■ TASK LIST ■
- a) In the essay on a falling out with an old friend, switch "wife" to "spouse" and write out the passage between "My friend’s refusal" and "disrespect for him!", inclusive.
- b) According to the essay on a falling out with an old friend, since when has the writer known the friend?

■ DOCUMENT SEGMENT ■
--- START ---
My friend’s refusal to empathize with the feelings I expressed became impossible for me to tolerate. Ultimately it’s impossible to respect someone who lives in denial about how his actions affect others.   His years of constant fights with his wife?   Nothing to do with my disrespect for him!    

The good news, as far as I can make it out, is that insight can be developed.   There are things baked into us that are hard to change, but change is the nature of the universe, us included.   If you develop just a bit of insight, we can continue to talk. You need to have just a little insight, to have a good friend like me.

“You arrogant, pretentious fuck,” I can hear the words foaming on my once good friend’s lips.   My point is no less true.

Provoking vs. Disrespecting: anatomy of a fatal falling out

I will use a personal story to flesh out a mechanism that commonly leads to violence and sometimes death.  It is a mechanism that is particularly ubiquitous in this black and white zero-sum society we are living in at the moment.  It is the reduction of a complicated story to a simple, primary concept, like betrayal, or loyalty.   One party wins all, the other loses all, or it’s mutual destruction — fine, everybody loses and everybody wins, sort of.

In this particular personal anecdote no punches, kicks or bullets were exchanged, though both sides wound up feeling hurt and completely justified in their final anger at the other.  Every person who knows my once good friend, including two who claimed recently to love me, has cut me dead, which is as bad as the underlying impasse with a guy I’ve known since fourth grade.   In some ways it’s worse, more painful, this tribal closing of ranks after an ultimatum to forgive without condition or forever be seen as the vicious loveless party persecuting a weaker man. 

This is an aggravating story Sekhnet, who tries her best to take care of me, urges me to somehow put out of my mind every time I mention anything connected to it.   I don’t know how that’s done, until I am done working through it to my satisfaction.   A gnawing, vexing story untold is just a fucking tumor in waiting, as far as I can see. There is nothing I can do about a lying sociopath president or a lockstep political party who seems to have, with alarming speed, acquired a taste for the inside of their new leader’s ass, but this situation with an old friend I can wrestle with directly.  I believe it also sheds light on our larger problem as a culture, which comes largely from partisan oversimplification and a mass failure of empathy.
--- END ---
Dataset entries
--- START ---
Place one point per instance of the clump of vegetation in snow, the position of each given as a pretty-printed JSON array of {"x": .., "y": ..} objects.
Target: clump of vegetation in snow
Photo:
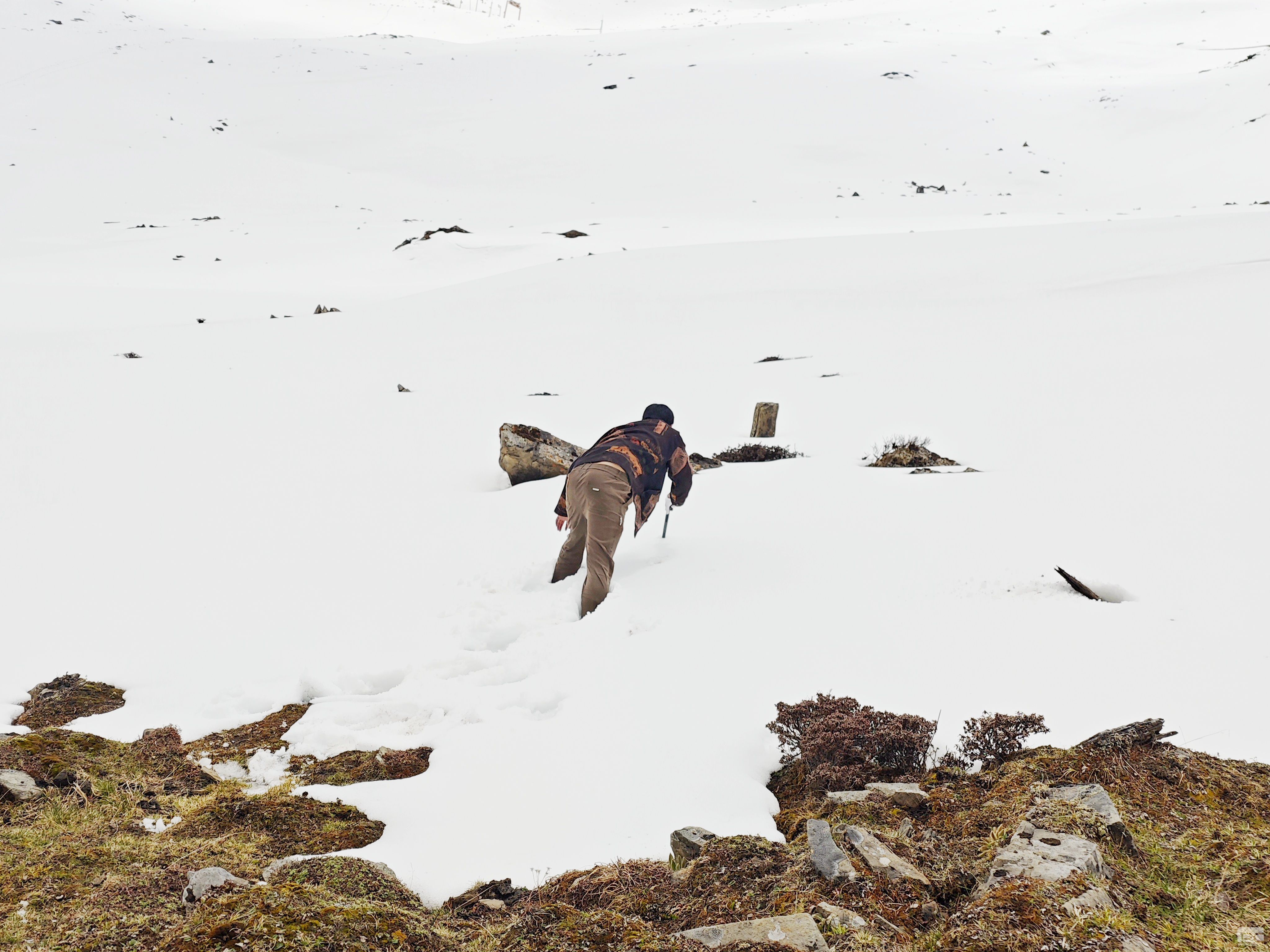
[
  {"x": 908, "y": 451},
  {"x": 755, "y": 454},
  {"x": 846, "y": 744},
  {"x": 995, "y": 738}
]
--- END ---
■ ANSWERS PER TASK ■
- a)
My friend’s refusal to empathize with the feelings I expressed became impossible for me to tolerate. Ultimately it’s impossible to respect someone who lives in denial about how his actions affect others.   His years of constant fights with his spouse?   Nothing to do with my disrespect for him!

- b) Since fourth grade.